Text provided →
-*-

African, Caribbean and Black communities in Ottawa and Toronto say health-care providers need to better understand their needs and create programs catered to them during the pandemic, according to the preliminary findings of a study published Monday to mark the beginning of Black History Month.
“We thought this is so timely,” said Josephine Etowa, the study’s project lead and professor at the school of nursing at the University of Ottawa. “We’re about 50 per cent of the way to completion of our data collection … and [we’re] reminding people of some of the needs of people of African descent.”
A joint news release from the CO-CREATH lab at the University of Ottawa and the HiFi lab at St. Michael’s Hospital in Toronto states there needs to be evidence-based, racially-responsive health care for members of the African, Caribbean and Black communities.
The two labs embarked on the study last year, which looks at how the health-care system can be improved to better serve those communities during and after the COVID-19 pandemic.
A professor with the School of Nursing at the University of Ottawa heads up a new research project into how the healthcare system can be improved to better serve African, Caribbean and Black communities during and after the COVID-19 pandemic. 9:07
The study has surveyed 249 health-care providers in Ottawa and Toronto so far, including doctors, nurses, pharmacists, personal support workers, community health providers and public health experts.
Of those surveyed, 72 per cent said almost half of their clients are African, Caribbean and Canadian Black, states the news release.
Researchers also interviewed 80 people from the African, Caribbean and Black (ACB) community, health-care providers and policy-makers in the two cities. All groups said the Black community is disproportionately impacted by COVID-19.
“Discrimination is a barrier affecting access to health-care service, and there is a need for health-care providers to understand the needs of ACB people,” states the release.
The participants said they needed meaningful engagement with health-care professionals in developing strategies, policies and programs to address their needs.
Researchers say these findings “underscore the need for anti-racist” training and knowledge among health-care providers who serve those communities.
“Systemic racism still exists, and both people of African descent and actually other people need to have targeted interventions that would begin to address this,” said Etowa.
Etowa listed poor employment situations, frequent use of public transportation and poor housing as some factors that those communities are confronted with in COVID-19 hotspots, which make it harder for people to physically distance.
She said during the study, community members expressed hope about engaging with health-care providers.
“They’re excited of the prospects of them [working] with providers to understand their needs,” said Etowa. “They believe that having their voices at the table will help them.”
The ongoing study plans to survey 600 health-care providers and conduct 100 in-depth interviews. Etowa said the full report is expected to come out in the next few months.

-*-

Information given →
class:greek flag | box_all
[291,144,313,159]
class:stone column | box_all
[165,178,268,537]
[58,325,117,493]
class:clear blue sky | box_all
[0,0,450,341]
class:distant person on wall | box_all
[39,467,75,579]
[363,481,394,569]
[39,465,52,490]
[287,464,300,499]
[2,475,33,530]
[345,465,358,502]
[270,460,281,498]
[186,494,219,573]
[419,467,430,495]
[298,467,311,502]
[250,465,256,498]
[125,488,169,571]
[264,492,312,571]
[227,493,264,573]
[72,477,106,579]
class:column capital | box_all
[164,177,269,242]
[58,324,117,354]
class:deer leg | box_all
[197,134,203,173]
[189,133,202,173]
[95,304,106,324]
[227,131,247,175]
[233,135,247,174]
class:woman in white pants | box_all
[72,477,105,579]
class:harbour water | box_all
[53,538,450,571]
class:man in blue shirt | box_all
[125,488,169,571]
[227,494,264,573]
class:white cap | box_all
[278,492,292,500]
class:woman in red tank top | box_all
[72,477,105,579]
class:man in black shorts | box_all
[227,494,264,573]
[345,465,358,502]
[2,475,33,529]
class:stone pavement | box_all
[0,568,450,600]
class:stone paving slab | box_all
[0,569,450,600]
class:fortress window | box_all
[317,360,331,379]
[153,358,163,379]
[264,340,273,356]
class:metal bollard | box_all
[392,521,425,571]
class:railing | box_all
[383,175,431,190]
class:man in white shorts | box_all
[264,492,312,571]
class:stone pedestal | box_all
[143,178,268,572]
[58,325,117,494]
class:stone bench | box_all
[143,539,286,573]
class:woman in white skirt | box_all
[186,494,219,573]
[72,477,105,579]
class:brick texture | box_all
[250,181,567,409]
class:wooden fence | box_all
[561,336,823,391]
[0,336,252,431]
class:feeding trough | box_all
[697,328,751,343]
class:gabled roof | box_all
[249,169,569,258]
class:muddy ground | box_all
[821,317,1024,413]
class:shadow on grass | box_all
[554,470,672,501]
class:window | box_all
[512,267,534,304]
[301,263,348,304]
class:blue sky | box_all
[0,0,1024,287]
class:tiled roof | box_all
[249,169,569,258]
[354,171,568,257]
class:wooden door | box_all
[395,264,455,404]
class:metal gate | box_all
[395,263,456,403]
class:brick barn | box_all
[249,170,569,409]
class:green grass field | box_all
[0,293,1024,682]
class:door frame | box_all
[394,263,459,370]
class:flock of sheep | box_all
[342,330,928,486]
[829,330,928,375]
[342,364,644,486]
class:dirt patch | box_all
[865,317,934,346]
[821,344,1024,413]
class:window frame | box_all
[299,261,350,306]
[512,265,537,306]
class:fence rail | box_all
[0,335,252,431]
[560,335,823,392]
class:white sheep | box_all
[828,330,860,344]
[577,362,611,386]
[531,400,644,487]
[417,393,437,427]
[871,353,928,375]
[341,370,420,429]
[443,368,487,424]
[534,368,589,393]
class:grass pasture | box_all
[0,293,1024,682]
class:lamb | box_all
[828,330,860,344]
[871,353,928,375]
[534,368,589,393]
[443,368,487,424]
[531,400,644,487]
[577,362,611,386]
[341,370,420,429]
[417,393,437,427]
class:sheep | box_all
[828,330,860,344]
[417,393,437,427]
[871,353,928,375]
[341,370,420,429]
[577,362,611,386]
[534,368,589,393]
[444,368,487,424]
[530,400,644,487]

-*-

What to work on →
Write out the part of the article on the health-care study of African, Caribbean and Black communities from "Of those surveyed, 72" up to and including "states the release.", word for word.

Solution to this problem →
Of those surveyed, 72 per cent said almost half of their clients are African, Caribbean and Canadian Black, states the news release.
Researchers also interviewed 80 people from the African, Caribbean and Black (ACB) community, health-care providers and policy-makers in the two cities. All groups said the Black community is disproportionately impacted by COVID-19.
“Discrimination is a barrier affecting access to health-care service, and there is a need for health-care providers to understand the needs of ACB people,” states the release.